— TEXT SHOWN —
***

#3: The Virtuous Woman
The central subject in the middle lancet is a blue-mantled woman holding fruit, with blue sky behind her head. Less realistic, beneath, are a cross, crown of thorns, spear, and perhaps a stalk of hyssop. Above are watch towers, temple and crown. Topmost is a sheaf of grain. The side lancets are less pictorial and more geometric and symbolic. The symbols are the Star of David and an omega on the left, and a chalice and HIS on the right.
The person memorialized is Mrs. Lucy Ann Goodman (1827-1886) and the donors and memorialized persons of seven windows (# 3, 4, 5, 6, 7, 8, 13) belonged to members of the “Grandin-Piatt clan”, as one member, the late Mrs. Anna Louise Baldwin, called them in an account she wrote of the “windows given by my grandfather’s family.”
Although Mrs. Baldwin stated that this window was given by the children, the Vestry Minutes record that William Augustus Goodman, vestryman and warden, requested permission to put in a window to the memory of his wife, Lucy Ann, and her mother, Hannah Grandin. Plainly the regard for mother and wife is expressed in the inscription, “her children shall rise up and call her blessed” (Proverbs 31:28) The passage continues with “her husband also, and he praiseth her,” and “Give her the fruit of her hands’ and let her works praise her in the gates.”

***

— DATA EXTRACTS —
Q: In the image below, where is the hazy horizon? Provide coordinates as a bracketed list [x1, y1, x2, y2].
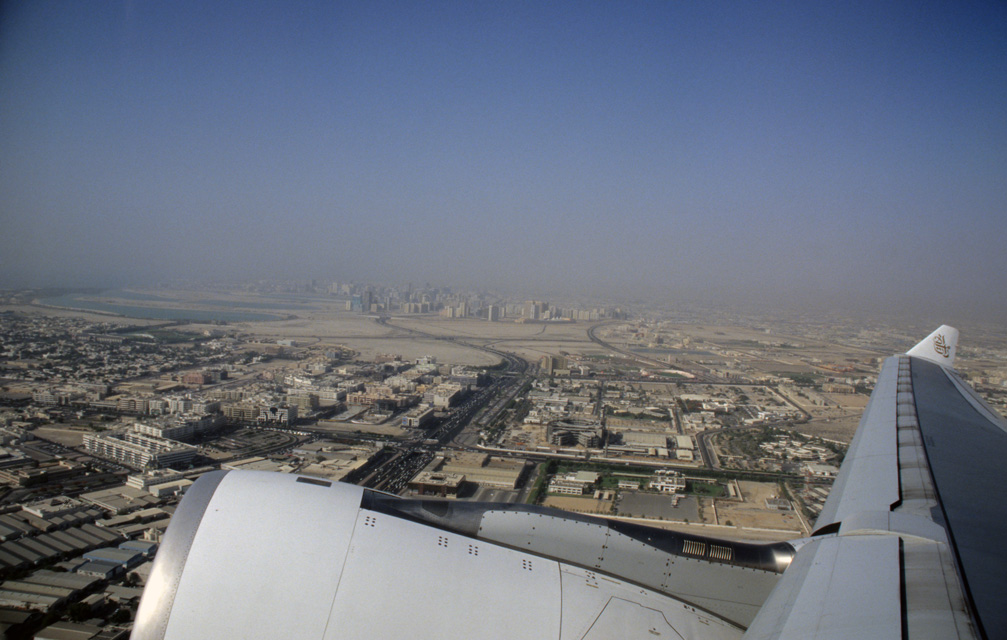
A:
[0, 1, 1007, 322]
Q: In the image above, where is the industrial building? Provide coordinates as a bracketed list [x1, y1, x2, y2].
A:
[84, 430, 196, 469]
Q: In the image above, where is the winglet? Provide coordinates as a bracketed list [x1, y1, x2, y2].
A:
[905, 324, 958, 368]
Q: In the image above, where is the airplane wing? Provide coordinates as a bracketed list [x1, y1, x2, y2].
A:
[744, 326, 1007, 640]
[132, 327, 1007, 640]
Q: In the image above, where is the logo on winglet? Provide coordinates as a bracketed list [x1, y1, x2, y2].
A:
[933, 333, 951, 358]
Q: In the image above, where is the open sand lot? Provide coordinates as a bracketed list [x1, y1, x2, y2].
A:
[716, 482, 802, 536]
[32, 425, 88, 447]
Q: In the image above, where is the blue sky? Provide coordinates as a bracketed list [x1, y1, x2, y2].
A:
[0, 0, 1007, 318]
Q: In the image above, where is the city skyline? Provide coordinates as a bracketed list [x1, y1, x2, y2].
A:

***

— WHAT TO DO —
Print the passage from the Virtuous Woman window description above exactly, starting at "#3: The Virtuous" and ending at "on the right.".

— ANSWER BOX —
#3: The Virtuous Woman
The central subject in the middle lancet is a blue-mantled woman holding fruit, with blue sky behind her head. Less realistic, beneath, are a cross, crown of thorns, spear, and perhaps a stalk of hyssop. Above are watch towers, temple and crown. Topmost is a sheaf of grain. The side lancets are less pictorial and more geometric and symbolic. The symbols are the Star of David and an omega on the left, and a chalice and HIS on the right.